§ **Brief**
Retype all of the entries below word for word, leaving out the picture.

[Point annotation entries]
------

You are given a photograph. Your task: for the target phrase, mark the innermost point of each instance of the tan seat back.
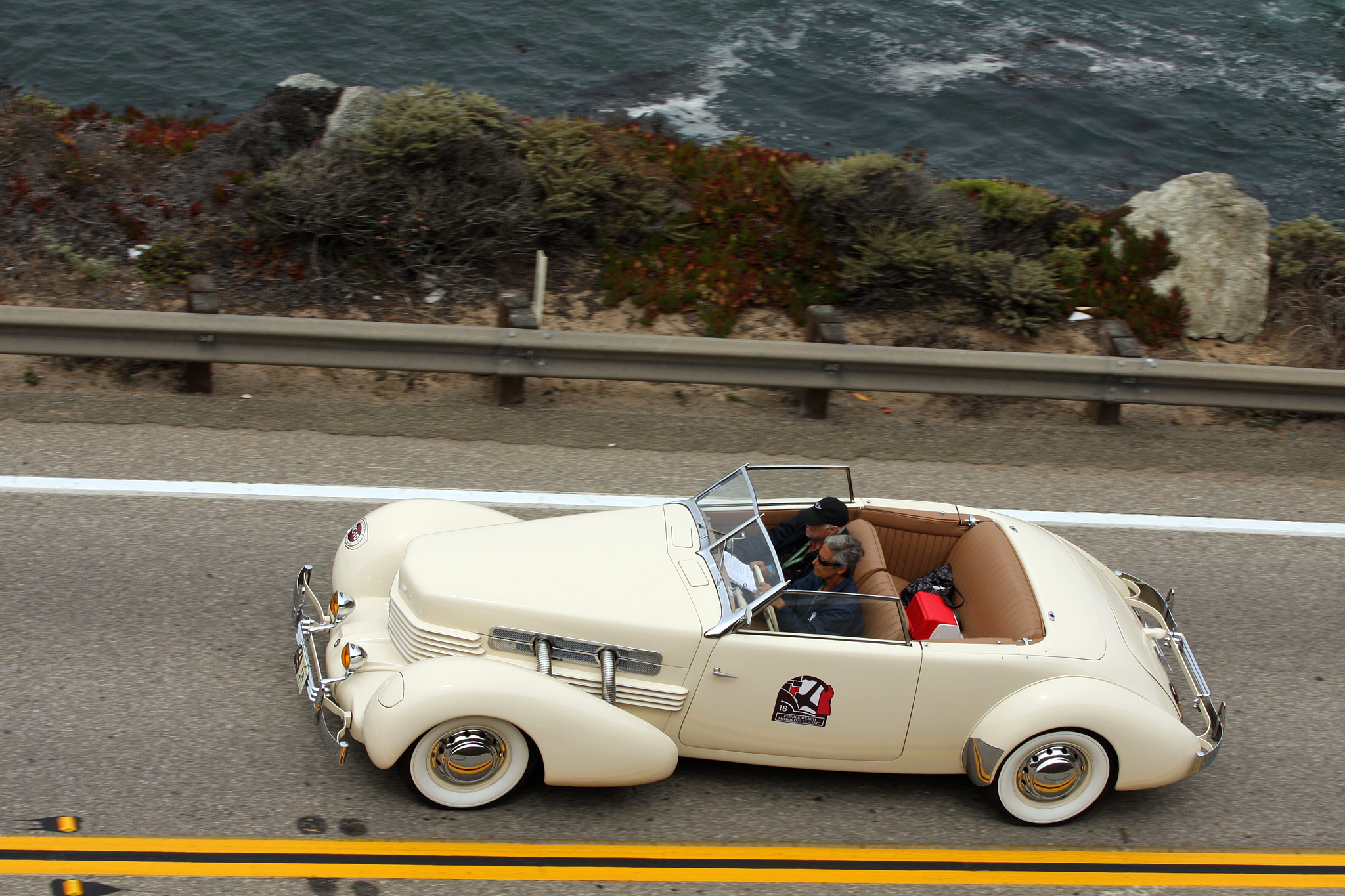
(997, 598)
(883, 618)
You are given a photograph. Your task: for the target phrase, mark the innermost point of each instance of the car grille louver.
(416, 641)
(646, 662)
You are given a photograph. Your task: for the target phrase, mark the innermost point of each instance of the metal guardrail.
(661, 359)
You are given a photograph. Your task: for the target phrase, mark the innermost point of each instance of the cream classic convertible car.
(467, 647)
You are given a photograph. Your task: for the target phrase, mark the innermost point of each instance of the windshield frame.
(732, 617)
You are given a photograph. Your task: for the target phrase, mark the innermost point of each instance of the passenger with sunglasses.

------

§ **The result**
You are given a photograph. Your task: for the target phrase, mark the innermost point of each instance of the tan seat back.
(997, 598)
(883, 618)
You are given a photograph. Your task: for the target phrase, mark the innermost point of each instance of the car grille louver.
(416, 641)
(646, 662)
You are given a photograph. Your task: for the target phrase, mark the innermost point of each instance of the metal guardrail.
(661, 359)
You are given a photograph. Your task: for the target phrase, mark the innermost point of each instance of the cream classic convertible car.
(467, 647)
You are given a photograph. Your task: for the target phrase, mark the innermost point of each instance of the windshield frame.
(732, 617)
You are given a photograph. Your task: for the target phrase, mark the innermost point of each instance of the passenger with sunglasses.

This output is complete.